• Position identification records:
=-=-=-=-=

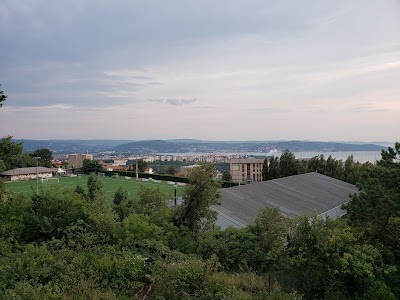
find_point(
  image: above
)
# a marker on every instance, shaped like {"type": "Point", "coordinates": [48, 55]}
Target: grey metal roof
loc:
{"type": "Point", "coordinates": [293, 195]}
{"type": "Point", "coordinates": [26, 171]}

=-=-=-=-=

• SHORT PROBLEM: Rewrite the listing with "Object" substituted for "Target" and everything else unchanged. Omit the pictures.

• ANSWER:
find_point(
  image: above
)
# a marker on every instance, shaped like {"type": "Point", "coordinates": [48, 55]}
Object: grey metal roof
loc:
{"type": "Point", "coordinates": [293, 195]}
{"type": "Point", "coordinates": [26, 171]}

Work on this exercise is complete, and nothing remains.